§ **Aim**: Rewrite the stretch of records from the line containing "Where can you see the crowd" through the end of the records, keeping every line, requests included. Add 147 to each coordinate in the answers, but leave the coordinates in the requests and their format samples unchanged.

§ **Supplied data**:
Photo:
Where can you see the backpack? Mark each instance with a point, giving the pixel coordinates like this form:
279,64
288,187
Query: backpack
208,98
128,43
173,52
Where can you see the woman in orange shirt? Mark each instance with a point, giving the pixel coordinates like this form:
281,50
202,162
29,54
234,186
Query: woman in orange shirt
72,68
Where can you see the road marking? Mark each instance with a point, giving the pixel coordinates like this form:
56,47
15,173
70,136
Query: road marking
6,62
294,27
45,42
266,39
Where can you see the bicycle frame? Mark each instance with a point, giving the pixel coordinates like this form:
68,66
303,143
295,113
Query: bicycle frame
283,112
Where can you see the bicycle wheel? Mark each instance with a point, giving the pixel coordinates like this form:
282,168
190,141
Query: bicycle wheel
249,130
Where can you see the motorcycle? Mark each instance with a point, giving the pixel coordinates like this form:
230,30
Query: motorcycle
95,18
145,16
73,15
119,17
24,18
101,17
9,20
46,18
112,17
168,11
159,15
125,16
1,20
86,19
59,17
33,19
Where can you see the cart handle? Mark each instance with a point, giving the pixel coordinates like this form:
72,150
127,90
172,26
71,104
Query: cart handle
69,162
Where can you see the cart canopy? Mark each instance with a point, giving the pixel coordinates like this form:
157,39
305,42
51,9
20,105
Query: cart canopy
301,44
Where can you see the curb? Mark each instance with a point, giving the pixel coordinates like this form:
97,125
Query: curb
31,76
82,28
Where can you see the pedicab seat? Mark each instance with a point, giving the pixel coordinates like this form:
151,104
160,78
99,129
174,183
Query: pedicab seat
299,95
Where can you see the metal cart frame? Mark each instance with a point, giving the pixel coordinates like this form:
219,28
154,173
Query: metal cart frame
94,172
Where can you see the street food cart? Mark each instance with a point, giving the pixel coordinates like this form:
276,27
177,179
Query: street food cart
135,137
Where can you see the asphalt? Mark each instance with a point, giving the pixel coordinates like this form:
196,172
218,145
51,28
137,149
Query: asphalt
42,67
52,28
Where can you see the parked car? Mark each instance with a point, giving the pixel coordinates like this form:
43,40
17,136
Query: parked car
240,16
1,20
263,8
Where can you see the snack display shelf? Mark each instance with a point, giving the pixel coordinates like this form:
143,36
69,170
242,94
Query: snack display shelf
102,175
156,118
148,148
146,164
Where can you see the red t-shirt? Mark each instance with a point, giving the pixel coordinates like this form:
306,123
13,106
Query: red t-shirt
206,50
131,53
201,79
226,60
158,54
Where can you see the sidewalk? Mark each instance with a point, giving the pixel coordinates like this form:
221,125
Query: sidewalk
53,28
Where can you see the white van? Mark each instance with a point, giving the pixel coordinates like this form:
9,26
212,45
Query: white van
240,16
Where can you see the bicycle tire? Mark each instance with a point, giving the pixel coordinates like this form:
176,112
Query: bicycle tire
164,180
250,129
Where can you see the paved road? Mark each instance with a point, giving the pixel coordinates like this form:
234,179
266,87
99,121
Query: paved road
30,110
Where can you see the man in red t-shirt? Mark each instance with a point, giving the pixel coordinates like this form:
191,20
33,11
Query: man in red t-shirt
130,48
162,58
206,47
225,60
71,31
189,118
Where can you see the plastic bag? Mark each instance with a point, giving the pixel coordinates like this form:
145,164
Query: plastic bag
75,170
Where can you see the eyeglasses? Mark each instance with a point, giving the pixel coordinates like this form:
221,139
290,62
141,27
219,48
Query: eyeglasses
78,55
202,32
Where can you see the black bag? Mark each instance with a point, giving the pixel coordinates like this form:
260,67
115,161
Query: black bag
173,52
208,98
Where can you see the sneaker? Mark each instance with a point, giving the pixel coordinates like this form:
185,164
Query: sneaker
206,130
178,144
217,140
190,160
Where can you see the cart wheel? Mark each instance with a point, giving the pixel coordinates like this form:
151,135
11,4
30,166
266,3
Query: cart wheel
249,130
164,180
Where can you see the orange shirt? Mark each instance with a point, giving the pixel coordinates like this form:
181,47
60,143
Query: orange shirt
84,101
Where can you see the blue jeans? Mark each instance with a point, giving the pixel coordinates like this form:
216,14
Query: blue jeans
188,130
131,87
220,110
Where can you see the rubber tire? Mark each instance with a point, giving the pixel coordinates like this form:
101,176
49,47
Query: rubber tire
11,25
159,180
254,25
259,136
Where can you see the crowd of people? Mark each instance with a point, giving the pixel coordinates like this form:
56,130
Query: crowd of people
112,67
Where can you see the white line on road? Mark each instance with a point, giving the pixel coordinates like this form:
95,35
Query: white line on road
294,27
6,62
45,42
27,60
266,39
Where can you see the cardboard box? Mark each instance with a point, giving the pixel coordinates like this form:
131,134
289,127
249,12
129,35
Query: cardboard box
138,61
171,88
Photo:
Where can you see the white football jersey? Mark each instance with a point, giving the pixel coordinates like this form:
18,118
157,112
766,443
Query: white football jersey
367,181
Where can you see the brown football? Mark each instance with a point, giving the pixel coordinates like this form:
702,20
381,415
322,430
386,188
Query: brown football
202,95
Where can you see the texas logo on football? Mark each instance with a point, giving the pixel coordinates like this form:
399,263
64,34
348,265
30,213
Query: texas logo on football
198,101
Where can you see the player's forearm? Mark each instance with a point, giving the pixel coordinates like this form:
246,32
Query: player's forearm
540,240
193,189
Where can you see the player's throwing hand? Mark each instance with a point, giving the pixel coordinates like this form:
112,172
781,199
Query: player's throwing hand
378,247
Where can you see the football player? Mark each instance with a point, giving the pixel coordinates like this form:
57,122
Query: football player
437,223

§ **Exercise output**:
Where can you see the crowd of people? Mark each instance with a point, giving the pixel coordinates like this form:
56,130
Query: crowd of people
259,214
Where can you see the white line on road? Mark each instance with a point, giving the pixel coordinates like this form:
95,35
Query: white line on road
441,174
153,209
192,189
174,207
413,186
Where can you see the cardboard box? Mark each instance with a point, giving the pixel coordinates like this form:
131,134
289,127
249,12
129,35
Query: cardboard box
285,208
318,235
Photo:
Where can you see the white football jersey? Mark each instance with a point, giving the pixel coordinates like this form:
18,118
157,112
766,443
Query: white football jersey
514,328
Where can you see the brown football? Mark each instance with a point, giving the pixel coordinates like this form:
702,20
381,415
322,430
386,188
Query: brown football
349,242
Where can you see the texas logo on football? Mark each instance with a point, giving the pixel coordinates like this form:
399,263
64,34
348,265
30,213
Query: texas logo on football
345,248
Where can you see the player's forearm? Mark each instance with a point, giving the pixel coordinates like this form:
246,32
Query: player's forearm
687,387
340,336
Where can you see the player's throwing hand? Mark each instance with a point, giving the pixel coordinates like this form:
112,172
781,199
Query: player's throwing hand
525,394
Where can you see the football player? Mark each instance with a point, giving the pixel coordinates like this form:
57,122
Query: football player
584,370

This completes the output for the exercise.